(やること):
下の記録で「window」という文字列をふくむ行を数えて、その数だけを書いてください。大文字と小文字は区別します。

(練習の材料):
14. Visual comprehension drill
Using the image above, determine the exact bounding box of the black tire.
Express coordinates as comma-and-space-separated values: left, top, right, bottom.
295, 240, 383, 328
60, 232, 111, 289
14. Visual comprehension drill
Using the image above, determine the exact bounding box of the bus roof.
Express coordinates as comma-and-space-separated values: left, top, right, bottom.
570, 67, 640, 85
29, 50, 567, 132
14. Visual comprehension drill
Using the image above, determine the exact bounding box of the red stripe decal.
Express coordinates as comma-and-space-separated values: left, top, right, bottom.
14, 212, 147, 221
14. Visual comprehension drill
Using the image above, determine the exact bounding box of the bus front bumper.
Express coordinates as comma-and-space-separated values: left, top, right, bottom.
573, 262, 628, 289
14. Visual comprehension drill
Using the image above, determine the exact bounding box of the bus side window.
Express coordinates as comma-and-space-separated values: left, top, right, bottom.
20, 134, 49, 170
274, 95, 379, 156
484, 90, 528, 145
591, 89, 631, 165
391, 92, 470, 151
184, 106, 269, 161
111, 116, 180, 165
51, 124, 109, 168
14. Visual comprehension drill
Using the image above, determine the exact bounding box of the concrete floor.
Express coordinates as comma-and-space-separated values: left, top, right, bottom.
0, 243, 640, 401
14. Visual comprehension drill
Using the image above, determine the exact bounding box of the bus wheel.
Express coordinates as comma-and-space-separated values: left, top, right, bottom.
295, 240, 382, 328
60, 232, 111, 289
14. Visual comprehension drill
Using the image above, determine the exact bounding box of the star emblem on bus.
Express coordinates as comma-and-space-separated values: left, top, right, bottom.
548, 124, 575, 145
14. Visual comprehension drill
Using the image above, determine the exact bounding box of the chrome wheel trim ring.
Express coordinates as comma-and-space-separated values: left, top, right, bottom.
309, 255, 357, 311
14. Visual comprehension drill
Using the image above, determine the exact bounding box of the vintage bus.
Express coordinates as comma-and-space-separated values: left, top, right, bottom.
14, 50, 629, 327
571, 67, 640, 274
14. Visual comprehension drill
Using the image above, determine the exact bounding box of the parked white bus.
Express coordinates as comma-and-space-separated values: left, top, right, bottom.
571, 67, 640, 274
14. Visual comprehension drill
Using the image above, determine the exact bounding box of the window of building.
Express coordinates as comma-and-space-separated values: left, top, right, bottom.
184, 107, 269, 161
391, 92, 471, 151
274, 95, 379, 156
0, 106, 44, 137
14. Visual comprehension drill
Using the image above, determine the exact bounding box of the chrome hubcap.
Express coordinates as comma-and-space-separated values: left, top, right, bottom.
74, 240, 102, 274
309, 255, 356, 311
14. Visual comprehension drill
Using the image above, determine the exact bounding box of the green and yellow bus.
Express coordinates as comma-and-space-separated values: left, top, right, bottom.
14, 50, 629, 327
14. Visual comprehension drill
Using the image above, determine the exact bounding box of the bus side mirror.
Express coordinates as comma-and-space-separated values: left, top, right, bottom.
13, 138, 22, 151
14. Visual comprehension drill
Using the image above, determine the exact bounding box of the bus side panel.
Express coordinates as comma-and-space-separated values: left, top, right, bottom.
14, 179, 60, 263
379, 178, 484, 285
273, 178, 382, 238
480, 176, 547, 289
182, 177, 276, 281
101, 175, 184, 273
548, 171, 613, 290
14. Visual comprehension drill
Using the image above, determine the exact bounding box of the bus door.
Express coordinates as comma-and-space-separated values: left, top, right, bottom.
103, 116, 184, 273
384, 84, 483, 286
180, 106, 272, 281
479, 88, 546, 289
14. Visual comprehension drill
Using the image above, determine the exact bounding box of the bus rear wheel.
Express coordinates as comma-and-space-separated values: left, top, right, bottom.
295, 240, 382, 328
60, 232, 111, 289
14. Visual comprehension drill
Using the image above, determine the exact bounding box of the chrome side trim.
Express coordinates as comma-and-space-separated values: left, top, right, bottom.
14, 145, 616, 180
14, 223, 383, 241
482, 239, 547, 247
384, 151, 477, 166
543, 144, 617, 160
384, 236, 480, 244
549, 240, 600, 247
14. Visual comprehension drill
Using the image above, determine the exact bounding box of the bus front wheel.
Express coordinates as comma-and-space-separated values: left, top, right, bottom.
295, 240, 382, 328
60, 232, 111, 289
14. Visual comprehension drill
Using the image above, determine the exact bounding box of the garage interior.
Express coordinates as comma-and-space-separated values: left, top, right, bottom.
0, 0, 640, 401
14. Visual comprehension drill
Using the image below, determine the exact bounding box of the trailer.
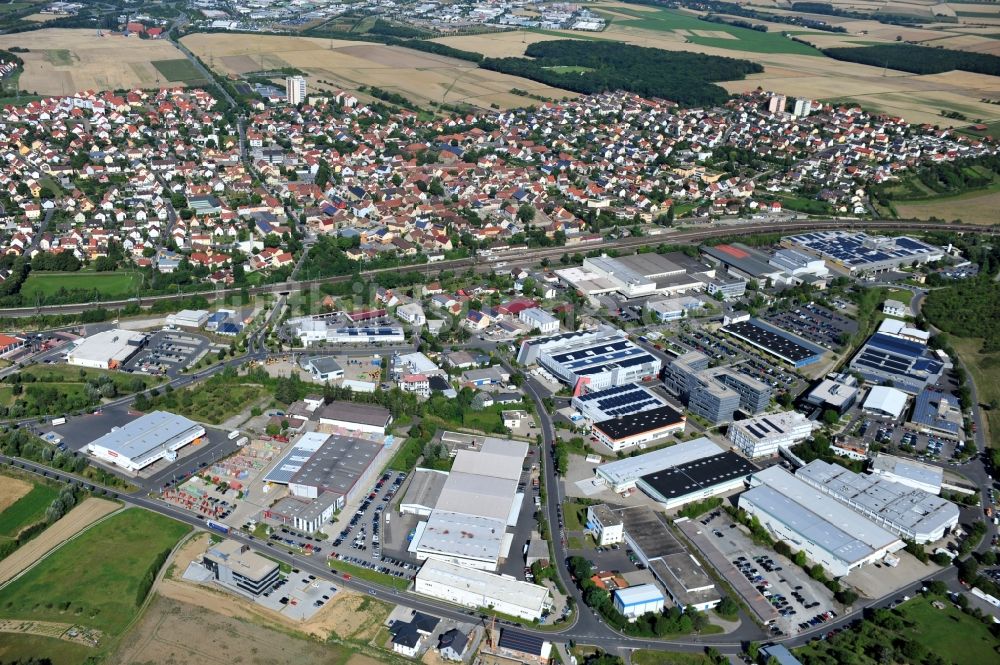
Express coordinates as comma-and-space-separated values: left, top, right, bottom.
205, 520, 229, 536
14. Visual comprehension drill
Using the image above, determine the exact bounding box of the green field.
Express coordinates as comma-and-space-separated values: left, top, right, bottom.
0, 476, 59, 540
0, 509, 190, 632
600, 7, 823, 56
21, 272, 139, 303
150, 58, 205, 81
795, 597, 1000, 665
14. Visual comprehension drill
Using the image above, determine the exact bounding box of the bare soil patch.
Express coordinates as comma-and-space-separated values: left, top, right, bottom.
0, 497, 121, 584
0, 476, 34, 513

(答え):
2